Many critics view the poem's dialogue as a lullaby a mother is singing to her newborn child, assuming both their voices. The child's words celebrate the baby's present innocence and joy (“I happy am”). Her response, “Sweet joy befall thee,” is both a blessing and a recognition that what may befall the baby will include other, less joyful, experiences.
Some critics also remind us that Blake wrote at a time of very high infant mortality. Many children died a few days after birth, so the mother's wish for future joy may also include her awareness of mortality.
Language and Tone
The effect of this poem is to produce simplicity by the repetition of a few key words – “sweet,” “happy,” “joy” – and words associated with these – “smile” and “sing.” The lines “I happy am, / Joy is my name” succinctly express the unity in a child between its nature and its identity. The baby is joy. When this is followed by the speaker's wish for joy to befall him/her, it suggests that the speaker acknowledges that this joy is not guaranteed. The baby has entered a world in which its nature may come into contradiction with its experience.
Structure and Versification
The poem relies for its effects on the patterning with difference of very few words – “joy” occurs six times in twelve lines, “sweet” four times. Although there are two stanzas, each stanza actually falls into two matching halves. Phrases are repeated: “but two days old,” “I call thee.” This gives the stanza a rocking effect, suggesting a lullaby. The repetition of the closing line acts as a refrain and adds to this song-like quality.
Imagery and Symbolism
Infant – Contemporary attitudes toward children varied:
- Newborn children could be images of innocence, as here and in Cradle Song. The Romantics believed that children came fresh from God and retained their memory of Him. Children, therefore, reflect the creativity and goodness of God. See The world of the Romantics > Making sense of the intangible world > Seventeenth and eighteenth attitudes to childhood
- According to Rousseau (see Social / political background > The spirit of rebellion – politics > Jean-Jacques Rousseau), babies should be seen as naturally good and with an innate capacity to learn and grow, which society's demands crush and distort.

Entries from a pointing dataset
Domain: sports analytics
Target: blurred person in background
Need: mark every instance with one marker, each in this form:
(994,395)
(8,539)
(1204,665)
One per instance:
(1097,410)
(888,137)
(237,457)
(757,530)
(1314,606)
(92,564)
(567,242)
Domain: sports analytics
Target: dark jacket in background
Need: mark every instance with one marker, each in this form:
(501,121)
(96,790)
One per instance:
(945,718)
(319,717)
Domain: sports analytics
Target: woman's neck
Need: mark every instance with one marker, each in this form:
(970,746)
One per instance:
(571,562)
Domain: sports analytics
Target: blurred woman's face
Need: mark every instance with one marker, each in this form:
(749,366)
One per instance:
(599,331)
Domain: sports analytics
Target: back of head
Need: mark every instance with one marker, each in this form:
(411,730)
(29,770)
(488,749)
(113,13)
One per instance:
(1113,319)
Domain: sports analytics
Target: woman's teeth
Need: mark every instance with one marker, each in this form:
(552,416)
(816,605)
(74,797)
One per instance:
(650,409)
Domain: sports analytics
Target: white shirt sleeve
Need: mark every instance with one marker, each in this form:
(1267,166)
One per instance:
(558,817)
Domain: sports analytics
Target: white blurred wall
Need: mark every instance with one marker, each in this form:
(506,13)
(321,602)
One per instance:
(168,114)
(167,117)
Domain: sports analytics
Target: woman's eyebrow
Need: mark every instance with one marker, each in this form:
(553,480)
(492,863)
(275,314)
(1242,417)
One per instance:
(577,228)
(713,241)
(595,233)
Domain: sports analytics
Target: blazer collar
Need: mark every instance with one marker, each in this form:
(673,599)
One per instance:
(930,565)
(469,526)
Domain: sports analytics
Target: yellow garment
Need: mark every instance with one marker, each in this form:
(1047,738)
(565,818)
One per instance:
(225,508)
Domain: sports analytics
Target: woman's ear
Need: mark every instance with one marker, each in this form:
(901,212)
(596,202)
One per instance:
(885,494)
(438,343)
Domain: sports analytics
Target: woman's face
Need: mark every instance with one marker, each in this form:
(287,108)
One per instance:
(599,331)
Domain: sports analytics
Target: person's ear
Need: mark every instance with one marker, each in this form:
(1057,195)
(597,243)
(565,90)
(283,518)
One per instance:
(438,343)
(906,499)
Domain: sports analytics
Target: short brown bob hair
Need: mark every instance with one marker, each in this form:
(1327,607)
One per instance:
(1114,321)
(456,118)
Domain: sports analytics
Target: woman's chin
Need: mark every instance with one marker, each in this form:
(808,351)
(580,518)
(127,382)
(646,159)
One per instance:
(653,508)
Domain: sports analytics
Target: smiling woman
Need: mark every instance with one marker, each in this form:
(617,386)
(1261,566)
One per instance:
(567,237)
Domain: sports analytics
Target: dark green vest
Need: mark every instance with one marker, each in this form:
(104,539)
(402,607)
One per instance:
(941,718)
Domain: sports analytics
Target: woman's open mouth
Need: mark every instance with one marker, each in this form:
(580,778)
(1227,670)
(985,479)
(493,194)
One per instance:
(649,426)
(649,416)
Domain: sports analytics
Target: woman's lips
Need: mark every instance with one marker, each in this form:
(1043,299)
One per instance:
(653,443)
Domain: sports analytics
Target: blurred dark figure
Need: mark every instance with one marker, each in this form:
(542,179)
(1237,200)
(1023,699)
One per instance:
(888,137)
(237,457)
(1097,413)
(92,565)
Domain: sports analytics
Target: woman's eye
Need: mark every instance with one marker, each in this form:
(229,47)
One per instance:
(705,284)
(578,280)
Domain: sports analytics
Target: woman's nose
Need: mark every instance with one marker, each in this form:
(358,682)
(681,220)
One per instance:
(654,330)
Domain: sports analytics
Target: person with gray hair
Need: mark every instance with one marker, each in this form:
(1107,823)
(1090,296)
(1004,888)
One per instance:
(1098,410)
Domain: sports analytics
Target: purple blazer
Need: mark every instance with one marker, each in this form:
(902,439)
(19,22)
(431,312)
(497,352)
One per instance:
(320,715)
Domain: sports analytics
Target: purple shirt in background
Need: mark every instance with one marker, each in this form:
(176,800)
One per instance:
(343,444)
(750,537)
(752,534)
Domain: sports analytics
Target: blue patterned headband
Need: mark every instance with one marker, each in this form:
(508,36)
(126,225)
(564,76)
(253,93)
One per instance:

#### [Given request]
Extend the commentary on Blake's lullaby poem, starting after its last sentence. The items serve no purpose here and can be left aside.

#### [Reply]
- Other Christians in Blake's day believed that children came into the world contaminated by original sin and needed to be cleansed by baptism and a personal acceptance of salvation. We can read Infant Joy as a rebuttal of this attitude.
- I have no name; / I am … I happy am – Some critics see this as a reference to God. In the Old Testament account of Moses' meeting with God, Exodus 3:13-14, Moses asks God's name and gets the response “I am.” Since Jesus claims this reference for himself in the New Testament, John 8:58, the poem could refer to the birth of Christ, which is associated with joy in the biblical accounts.
Blake saw the natural child as an image of the creative imagination, which is the human being's spiritual core. He was concerned about the way in which social institutions, such as the school system and parental authority, crushed the capacity for imaginative vision. The child's capacity for joy and play are expressions of this imagination.